EXERCISE PROMPT.
Please copy the rows below word for word, starting with the line that contains "of the woman's" and running through the last line of the rows, both ends included.

LISTING.

((

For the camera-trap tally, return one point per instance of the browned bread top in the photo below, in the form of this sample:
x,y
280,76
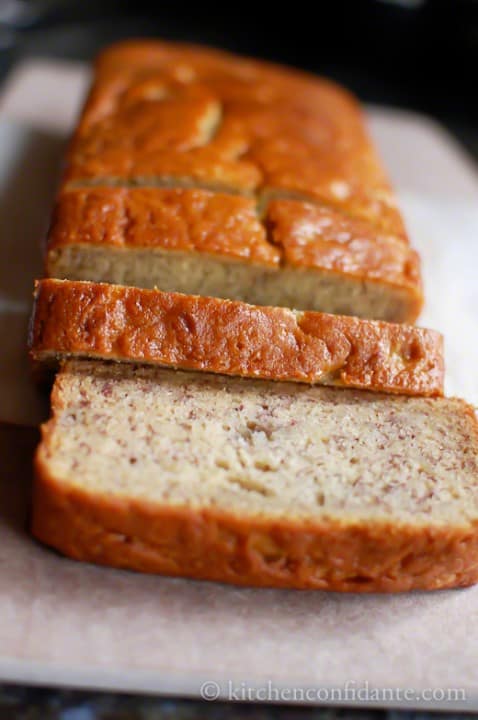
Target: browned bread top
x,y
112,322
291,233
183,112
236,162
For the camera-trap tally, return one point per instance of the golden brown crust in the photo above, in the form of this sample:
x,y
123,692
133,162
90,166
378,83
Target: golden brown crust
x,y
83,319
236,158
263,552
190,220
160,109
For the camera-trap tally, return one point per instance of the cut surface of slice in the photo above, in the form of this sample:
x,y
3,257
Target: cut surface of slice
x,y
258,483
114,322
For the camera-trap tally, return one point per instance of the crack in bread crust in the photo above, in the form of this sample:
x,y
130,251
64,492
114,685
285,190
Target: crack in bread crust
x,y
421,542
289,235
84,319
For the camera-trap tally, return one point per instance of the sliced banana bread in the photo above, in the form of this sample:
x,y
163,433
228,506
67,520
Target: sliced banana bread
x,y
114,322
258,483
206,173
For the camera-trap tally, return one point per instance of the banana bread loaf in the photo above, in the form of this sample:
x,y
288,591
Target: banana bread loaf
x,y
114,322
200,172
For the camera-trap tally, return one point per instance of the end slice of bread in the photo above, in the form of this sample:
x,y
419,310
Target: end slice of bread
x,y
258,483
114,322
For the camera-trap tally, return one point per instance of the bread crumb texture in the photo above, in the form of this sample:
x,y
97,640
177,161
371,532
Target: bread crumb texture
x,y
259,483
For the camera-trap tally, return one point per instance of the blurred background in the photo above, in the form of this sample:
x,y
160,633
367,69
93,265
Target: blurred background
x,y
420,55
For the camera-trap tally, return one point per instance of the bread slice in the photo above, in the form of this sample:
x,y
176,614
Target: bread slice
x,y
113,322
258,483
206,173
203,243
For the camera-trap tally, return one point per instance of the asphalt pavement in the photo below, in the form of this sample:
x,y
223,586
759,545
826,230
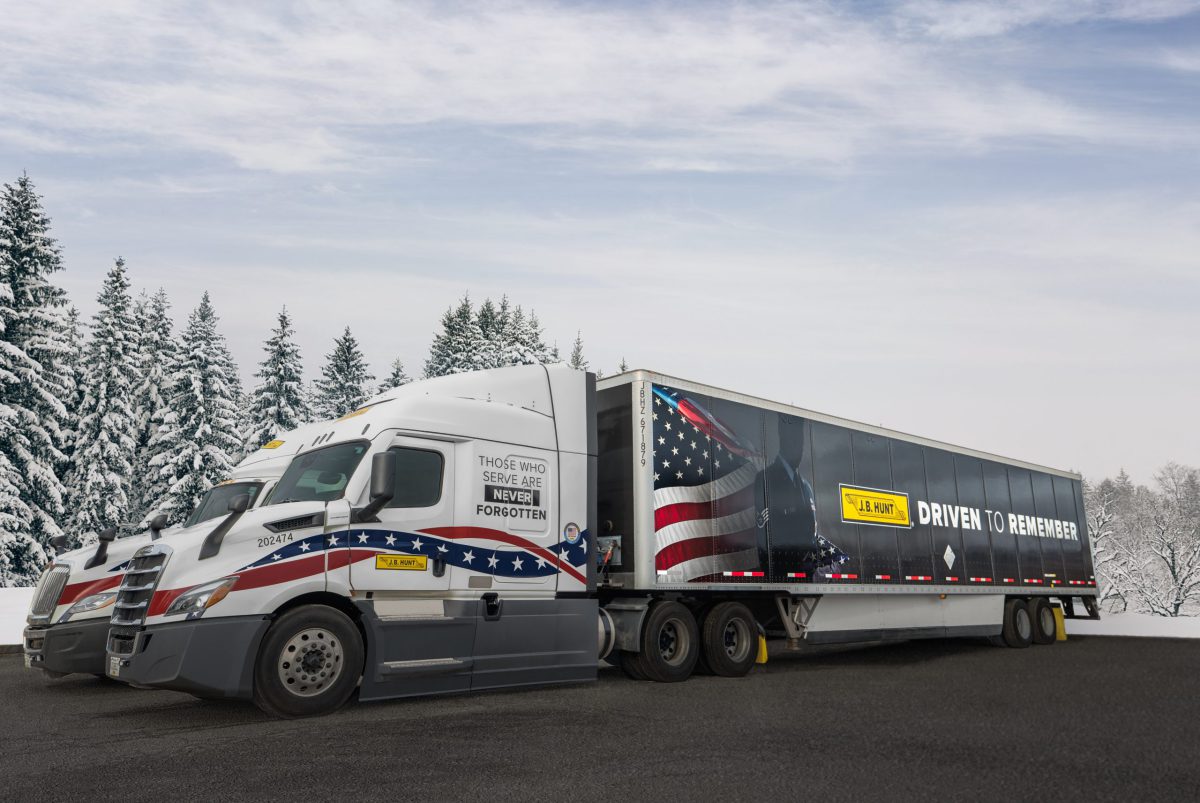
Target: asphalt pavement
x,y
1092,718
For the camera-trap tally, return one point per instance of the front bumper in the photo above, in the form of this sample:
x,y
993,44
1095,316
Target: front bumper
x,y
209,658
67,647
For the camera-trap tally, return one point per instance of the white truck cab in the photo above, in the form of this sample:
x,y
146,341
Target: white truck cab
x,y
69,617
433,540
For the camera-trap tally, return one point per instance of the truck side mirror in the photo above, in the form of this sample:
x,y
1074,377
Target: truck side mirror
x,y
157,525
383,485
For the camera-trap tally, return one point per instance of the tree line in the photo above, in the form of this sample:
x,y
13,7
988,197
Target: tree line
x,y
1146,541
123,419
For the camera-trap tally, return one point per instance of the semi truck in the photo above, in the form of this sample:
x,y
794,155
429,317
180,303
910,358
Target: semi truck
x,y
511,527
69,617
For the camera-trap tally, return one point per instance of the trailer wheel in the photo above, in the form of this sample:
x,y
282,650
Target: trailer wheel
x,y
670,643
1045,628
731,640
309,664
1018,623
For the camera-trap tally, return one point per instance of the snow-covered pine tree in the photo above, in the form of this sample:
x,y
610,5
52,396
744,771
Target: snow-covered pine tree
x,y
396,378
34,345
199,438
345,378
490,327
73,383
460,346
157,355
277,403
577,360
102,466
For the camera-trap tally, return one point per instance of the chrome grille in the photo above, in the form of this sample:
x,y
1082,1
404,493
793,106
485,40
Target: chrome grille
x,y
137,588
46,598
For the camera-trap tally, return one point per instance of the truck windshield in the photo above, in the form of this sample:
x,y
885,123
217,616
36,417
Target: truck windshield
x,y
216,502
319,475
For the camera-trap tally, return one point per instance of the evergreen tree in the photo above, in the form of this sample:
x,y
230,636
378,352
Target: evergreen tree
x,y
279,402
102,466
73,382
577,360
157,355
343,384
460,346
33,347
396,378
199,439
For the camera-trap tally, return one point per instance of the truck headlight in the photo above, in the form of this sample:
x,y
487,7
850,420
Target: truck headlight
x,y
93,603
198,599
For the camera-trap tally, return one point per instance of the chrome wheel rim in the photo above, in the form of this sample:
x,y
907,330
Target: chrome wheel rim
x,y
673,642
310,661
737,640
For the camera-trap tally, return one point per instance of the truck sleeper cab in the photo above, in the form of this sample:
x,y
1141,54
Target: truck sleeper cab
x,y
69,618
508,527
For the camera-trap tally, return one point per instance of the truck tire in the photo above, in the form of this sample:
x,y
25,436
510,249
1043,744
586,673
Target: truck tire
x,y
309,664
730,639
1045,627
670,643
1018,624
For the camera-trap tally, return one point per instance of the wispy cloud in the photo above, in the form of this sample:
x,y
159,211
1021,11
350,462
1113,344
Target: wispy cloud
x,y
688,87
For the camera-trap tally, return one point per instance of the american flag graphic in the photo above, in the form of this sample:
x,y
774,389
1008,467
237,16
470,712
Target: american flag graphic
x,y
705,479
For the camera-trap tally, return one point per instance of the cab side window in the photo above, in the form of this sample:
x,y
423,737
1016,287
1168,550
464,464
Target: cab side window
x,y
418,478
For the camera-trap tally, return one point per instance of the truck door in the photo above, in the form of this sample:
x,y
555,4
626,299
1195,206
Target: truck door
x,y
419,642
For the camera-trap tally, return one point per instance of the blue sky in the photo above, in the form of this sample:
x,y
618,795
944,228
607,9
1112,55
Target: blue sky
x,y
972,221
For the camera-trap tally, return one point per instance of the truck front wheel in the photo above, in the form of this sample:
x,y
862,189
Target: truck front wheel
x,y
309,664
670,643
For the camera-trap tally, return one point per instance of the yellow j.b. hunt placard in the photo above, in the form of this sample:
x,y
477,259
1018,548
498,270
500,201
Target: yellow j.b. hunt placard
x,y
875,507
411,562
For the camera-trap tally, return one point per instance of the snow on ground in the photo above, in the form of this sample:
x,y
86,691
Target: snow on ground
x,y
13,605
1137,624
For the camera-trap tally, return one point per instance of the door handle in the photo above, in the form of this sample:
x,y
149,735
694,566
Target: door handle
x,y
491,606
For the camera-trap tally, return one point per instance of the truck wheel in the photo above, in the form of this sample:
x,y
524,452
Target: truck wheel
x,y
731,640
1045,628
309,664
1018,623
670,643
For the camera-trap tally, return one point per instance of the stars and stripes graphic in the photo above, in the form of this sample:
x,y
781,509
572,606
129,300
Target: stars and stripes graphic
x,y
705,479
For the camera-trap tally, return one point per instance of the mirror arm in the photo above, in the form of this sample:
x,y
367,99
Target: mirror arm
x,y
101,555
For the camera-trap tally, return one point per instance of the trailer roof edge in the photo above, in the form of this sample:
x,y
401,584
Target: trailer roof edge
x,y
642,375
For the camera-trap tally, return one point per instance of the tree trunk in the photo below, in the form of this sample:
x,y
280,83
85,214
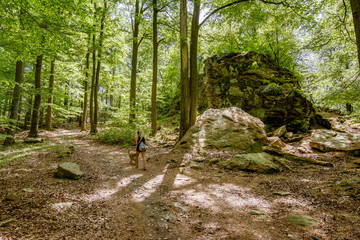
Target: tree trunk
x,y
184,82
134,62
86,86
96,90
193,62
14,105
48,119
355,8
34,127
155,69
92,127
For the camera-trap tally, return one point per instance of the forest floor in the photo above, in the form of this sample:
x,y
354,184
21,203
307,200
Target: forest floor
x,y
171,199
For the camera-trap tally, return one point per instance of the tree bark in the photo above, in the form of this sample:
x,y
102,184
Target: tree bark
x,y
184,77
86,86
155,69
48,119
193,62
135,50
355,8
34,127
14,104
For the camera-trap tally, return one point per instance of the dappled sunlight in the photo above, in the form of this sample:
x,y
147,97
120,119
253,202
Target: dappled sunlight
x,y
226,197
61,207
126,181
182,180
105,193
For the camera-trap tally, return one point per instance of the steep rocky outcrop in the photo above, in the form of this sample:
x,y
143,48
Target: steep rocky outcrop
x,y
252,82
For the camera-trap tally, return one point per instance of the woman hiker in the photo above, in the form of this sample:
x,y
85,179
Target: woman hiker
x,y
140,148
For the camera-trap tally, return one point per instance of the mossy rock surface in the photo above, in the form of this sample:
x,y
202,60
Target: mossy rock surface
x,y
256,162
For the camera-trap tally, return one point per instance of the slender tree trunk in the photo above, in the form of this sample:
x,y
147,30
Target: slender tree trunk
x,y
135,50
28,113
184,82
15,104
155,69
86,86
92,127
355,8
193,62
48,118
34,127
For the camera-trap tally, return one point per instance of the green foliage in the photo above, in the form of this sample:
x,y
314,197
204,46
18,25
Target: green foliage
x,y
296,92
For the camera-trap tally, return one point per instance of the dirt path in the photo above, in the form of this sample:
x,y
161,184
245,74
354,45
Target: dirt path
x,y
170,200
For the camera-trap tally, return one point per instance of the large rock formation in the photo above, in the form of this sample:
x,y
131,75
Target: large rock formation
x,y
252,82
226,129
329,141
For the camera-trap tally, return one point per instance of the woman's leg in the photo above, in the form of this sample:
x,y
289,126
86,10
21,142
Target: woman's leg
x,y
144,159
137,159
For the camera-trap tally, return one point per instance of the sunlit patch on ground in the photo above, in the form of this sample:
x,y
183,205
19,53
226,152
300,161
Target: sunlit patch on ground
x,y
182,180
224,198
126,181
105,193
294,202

))

ANSWER TO THE EXERCISE.
For the camera-trap tally, return one point per instance of the woman's leg in the photo above, in the form of this sample:
x,y
289,126
86,10
21,142
Target: woman's leg
x,y
144,159
137,159
For the camera-trap tally, return one point per instance of the sunlit patch on ground in the photo above, in the form of this sample:
x,y
183,205
19,53
226,152
300,161
Target: sunlit patch on ground
x,y
182,180
224,198
126,181
105,193
294,202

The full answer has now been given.